▶ **PAGE EXTRACT**
** start **

Background information
- Also known as: Apostle 1; Buzzin Cuzzins; C.O.B.; Lifestyles; Mychaelangelo; Phatt Pussycat; Romanthony's Nightvision; The Trojan Horse;
- Born: Anthony Wayne Moore September 5, 1967 New Jersey, US
- Died: May 7, 2013 (aged 45) Austin, Texas, US
- Genres: Garage house; deep house;
- Occupations: Disc jockey; record producer; singer; songwriter;
- Years active: 1991–2013
- Labels: Black Male; Roulé; Dim Mak; Azuli; Play It Again Sam; Compuphonic; Glasgow Undergrownd;

= Romanthony =

American DJ (1967–2013)

Anthony Wayne Moore (September 5, 1967 – May 7, 2013), known professionally as Romanthony, was an American DJ, record producer, and singer.

== Early life, family and education==
Anthony Wayne Moore was born on September 5, 1967, in New Jersey, where he was raised. He had a sister, Mellony Moore. His parents saw his musical aptitude when he was young and he was encouraged to take music lessons and learn the guitar.

Despite being a house and techno artist, many of his influences came from older acts such as Chuck Berry, Elvis Presley, the Beatles, Marvin Gaye, and Led Zeppelin. He chose the name Romanthony to avoid confusion with the British musician Anthony Moore, a founding member of Slapp Happy.

==Career==
His work was predominantly released on house music labels and was appreciated within that scene but crossed several genres, including gospel, blues, R&B, disco, p-funk and hip hop, and was praised for its experimental and individualistic production. In his interviews, Romanthony said that gospel and funk strongly influenced his singing style and his song production. Early single "Falling From Grace" was compared in contemporary reviews and later reporting to Prince. Tracks like "Hold On" make extensive use of sampling with a soulful house feel, while the later "Bring U Up" uses a James Brown–style breakbeat. His 1999 album Instinctual was a collaboration with New York producer Mary Mac aka DJ Predator, who he had met when she was DJing in Manhattan's Buddha Bar. Though often media-shy, and considered an eccentric and uncategorisable presence he received immense critical praise, and was included in Daft Punk's "Teachers" list song on their 1997 Homework album alongside the biggest legends of house and techno.

** end **

▶ **PROVIDED MATERIAL**
** start **

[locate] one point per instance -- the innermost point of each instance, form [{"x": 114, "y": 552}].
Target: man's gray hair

** end **

▶ **WRITTEN TASK**
In the Romanthony page, why did Anthony Wayne Moore choose the name Romanthony?

▶ **OUTPUT**
To avoid confusion with the British musician Anthony Moore, a founding member of Slapp Happy.